- _EXERCISE_: Lines with "instance": report how many there are in the listing below, giving the number and nothing else.

- _EXTRACTED ENTRIES_:
'''

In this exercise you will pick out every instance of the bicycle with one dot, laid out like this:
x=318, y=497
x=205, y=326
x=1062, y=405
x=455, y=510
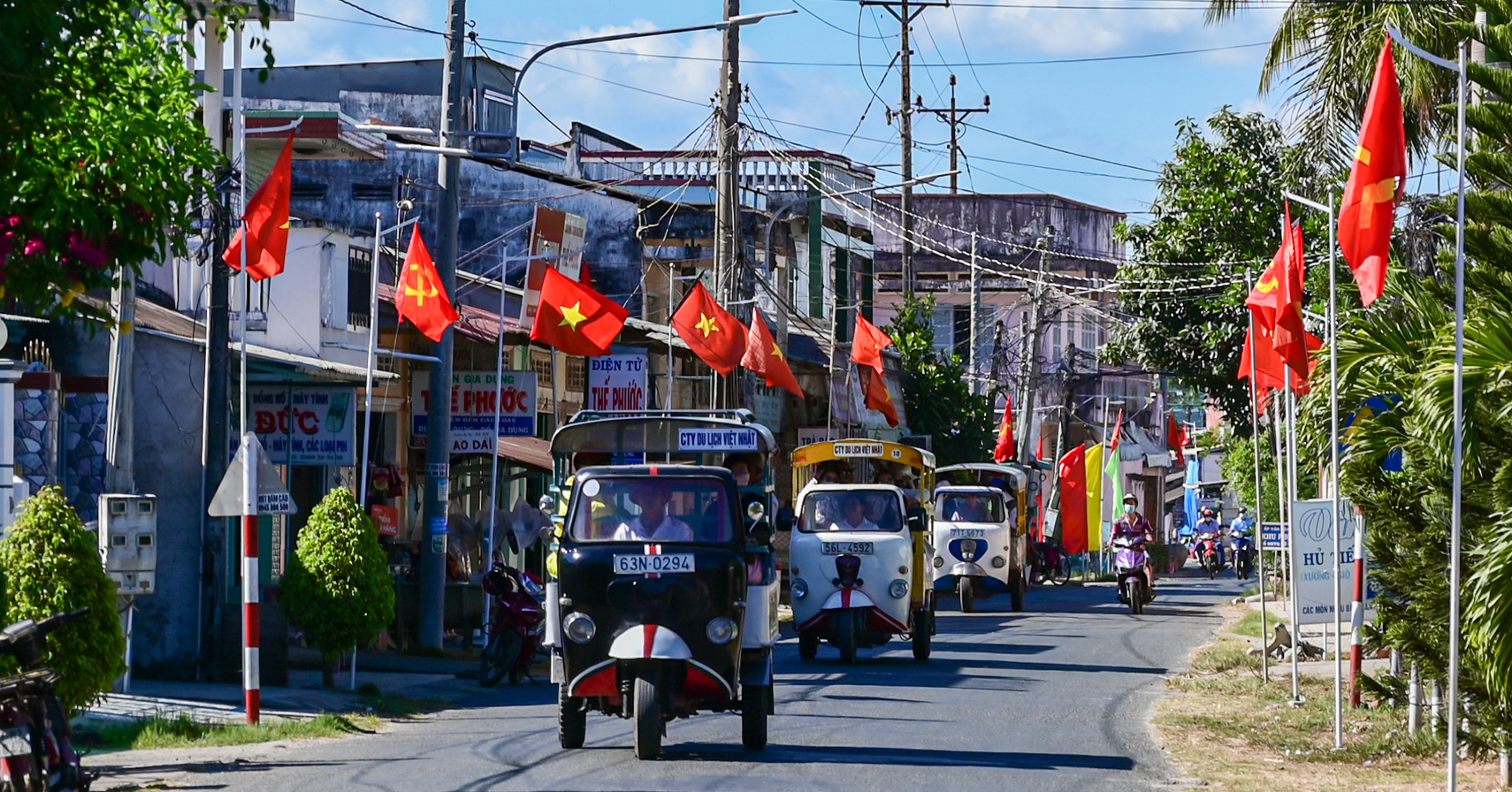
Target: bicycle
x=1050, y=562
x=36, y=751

'''
'''

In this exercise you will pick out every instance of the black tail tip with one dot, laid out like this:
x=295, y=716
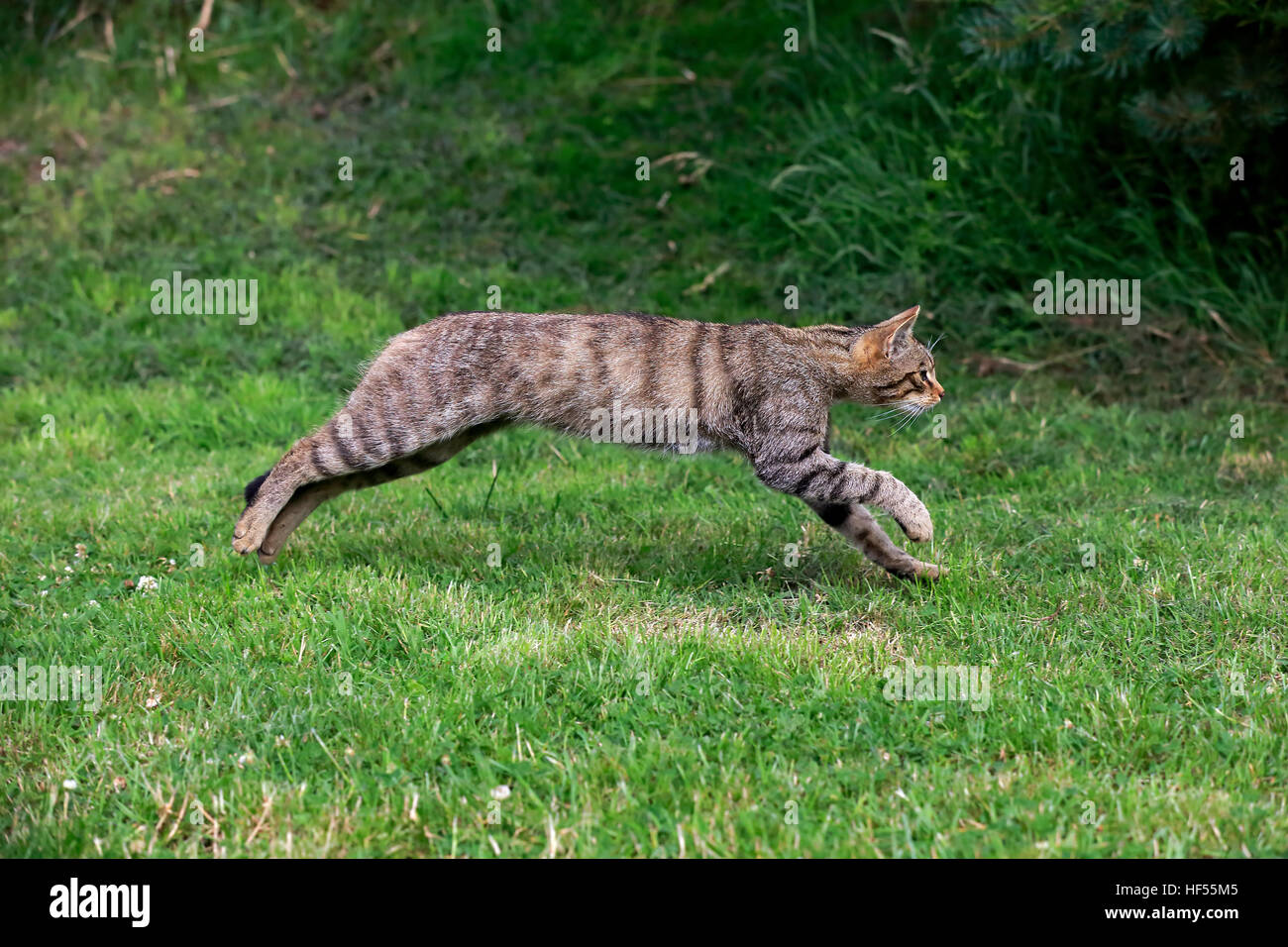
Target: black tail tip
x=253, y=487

'''

- _ANSWER SPACE_: 2